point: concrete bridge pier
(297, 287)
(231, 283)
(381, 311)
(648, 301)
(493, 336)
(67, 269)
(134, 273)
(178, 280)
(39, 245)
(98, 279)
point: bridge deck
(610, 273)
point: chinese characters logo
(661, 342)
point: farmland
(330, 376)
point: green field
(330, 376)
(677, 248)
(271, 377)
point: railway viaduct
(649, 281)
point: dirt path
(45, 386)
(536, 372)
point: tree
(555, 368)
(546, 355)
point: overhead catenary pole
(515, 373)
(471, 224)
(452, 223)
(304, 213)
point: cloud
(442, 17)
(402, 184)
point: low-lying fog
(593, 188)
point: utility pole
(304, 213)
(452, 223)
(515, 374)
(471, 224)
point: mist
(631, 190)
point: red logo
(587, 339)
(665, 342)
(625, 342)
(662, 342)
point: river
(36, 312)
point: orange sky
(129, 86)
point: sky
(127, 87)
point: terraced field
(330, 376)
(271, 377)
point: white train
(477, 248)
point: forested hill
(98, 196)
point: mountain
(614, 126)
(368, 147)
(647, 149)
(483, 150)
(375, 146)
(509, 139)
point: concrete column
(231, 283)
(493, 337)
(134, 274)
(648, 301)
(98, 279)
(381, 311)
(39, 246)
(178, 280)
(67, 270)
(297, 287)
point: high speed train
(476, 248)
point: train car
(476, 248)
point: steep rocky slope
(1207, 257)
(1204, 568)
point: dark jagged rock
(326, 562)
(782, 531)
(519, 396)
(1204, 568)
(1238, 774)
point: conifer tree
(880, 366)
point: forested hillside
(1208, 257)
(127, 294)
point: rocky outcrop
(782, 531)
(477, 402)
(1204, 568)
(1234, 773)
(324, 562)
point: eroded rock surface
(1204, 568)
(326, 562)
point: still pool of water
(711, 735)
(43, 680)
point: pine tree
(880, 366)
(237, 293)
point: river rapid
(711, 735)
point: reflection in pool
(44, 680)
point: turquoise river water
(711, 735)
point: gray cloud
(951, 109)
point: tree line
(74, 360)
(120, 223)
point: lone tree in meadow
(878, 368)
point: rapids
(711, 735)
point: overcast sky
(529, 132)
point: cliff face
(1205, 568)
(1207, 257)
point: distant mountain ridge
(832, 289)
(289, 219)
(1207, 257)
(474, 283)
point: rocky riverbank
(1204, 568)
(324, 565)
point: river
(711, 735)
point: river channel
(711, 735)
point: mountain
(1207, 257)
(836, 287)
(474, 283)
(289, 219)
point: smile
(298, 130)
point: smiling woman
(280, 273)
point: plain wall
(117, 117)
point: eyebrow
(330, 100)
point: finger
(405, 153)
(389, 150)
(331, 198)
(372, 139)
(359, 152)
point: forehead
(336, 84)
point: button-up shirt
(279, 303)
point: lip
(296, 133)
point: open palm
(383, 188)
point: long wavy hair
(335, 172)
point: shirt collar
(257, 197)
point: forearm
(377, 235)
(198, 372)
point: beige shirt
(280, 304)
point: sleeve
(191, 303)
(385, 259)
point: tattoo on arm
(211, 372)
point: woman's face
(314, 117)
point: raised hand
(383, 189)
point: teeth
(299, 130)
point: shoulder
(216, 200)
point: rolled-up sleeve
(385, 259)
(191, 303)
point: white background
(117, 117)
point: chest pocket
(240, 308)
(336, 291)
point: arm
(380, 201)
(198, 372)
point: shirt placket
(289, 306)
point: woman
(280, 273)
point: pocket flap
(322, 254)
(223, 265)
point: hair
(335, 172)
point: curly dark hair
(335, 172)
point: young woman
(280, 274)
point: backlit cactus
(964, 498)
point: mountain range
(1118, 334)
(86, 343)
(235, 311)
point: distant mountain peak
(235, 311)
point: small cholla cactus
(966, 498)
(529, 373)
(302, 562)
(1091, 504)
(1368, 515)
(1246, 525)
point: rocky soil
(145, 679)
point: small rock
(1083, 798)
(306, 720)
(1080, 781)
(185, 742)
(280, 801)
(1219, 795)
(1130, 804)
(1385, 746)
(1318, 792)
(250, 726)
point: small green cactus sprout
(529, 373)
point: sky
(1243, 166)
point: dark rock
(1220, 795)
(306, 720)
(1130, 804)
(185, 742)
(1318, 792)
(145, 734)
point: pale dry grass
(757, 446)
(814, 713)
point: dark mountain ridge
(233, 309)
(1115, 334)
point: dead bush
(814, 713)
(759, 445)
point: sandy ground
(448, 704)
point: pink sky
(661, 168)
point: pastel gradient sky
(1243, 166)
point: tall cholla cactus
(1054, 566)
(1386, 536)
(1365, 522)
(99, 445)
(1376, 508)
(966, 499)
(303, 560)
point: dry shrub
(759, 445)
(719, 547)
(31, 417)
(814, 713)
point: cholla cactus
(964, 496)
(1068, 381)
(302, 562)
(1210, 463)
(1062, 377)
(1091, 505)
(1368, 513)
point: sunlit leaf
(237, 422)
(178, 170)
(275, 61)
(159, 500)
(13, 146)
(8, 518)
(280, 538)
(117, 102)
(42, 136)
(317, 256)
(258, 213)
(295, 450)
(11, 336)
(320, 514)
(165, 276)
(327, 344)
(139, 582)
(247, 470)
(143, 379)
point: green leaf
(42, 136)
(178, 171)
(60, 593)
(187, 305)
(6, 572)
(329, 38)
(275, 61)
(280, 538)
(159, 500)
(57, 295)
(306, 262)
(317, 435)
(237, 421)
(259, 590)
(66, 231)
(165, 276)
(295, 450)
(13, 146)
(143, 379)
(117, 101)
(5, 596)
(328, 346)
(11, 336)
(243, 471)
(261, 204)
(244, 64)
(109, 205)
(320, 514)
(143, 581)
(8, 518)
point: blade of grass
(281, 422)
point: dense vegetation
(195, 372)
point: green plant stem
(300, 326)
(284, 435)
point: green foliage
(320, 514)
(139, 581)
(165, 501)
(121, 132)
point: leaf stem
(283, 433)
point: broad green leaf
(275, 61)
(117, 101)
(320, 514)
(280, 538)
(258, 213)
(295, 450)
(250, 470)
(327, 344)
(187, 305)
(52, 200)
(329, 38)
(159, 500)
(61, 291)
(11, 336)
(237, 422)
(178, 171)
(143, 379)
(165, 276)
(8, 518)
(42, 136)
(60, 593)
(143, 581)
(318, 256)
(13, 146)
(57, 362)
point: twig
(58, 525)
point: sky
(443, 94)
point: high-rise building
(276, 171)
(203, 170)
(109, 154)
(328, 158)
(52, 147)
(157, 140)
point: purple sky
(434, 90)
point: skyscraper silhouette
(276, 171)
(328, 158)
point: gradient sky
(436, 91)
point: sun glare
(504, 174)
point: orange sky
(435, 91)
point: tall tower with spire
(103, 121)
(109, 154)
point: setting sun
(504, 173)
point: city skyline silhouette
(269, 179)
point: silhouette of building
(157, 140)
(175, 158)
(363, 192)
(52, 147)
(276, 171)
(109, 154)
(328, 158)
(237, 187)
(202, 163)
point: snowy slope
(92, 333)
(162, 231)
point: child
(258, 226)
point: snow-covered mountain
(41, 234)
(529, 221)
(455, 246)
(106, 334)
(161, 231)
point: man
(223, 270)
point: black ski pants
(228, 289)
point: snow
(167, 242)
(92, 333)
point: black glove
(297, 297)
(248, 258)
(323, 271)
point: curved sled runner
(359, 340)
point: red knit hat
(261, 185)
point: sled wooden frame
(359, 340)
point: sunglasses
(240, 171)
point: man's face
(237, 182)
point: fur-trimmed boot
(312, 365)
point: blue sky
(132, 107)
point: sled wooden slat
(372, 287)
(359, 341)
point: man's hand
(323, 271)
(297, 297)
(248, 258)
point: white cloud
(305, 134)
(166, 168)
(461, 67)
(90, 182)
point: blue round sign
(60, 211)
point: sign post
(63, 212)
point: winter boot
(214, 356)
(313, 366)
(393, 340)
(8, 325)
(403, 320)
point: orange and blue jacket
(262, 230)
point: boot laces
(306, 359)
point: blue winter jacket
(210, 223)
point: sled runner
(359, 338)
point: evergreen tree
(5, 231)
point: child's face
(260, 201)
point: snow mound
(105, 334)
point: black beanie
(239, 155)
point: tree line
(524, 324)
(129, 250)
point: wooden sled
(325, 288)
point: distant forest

* **Aim of the task**: Up to and including the last line of the listing above, copy exactly every line from the one that contains "point: boot laces" onward; leave out all others.

* **Task answer**:
point: boot laces
(306, 359)
point: blue winter jacket
(210, 223)
point: sled runner
(359, 338)
point: evergreen tree
(5, 231)
point: child's face
(260, 201)
point: snow mound
(105, 334)
point: black beanie
(239, 155)
point: tree line
(524, 324)
(129, 250)
point: wooden sled
(325, 288)
point: distant forest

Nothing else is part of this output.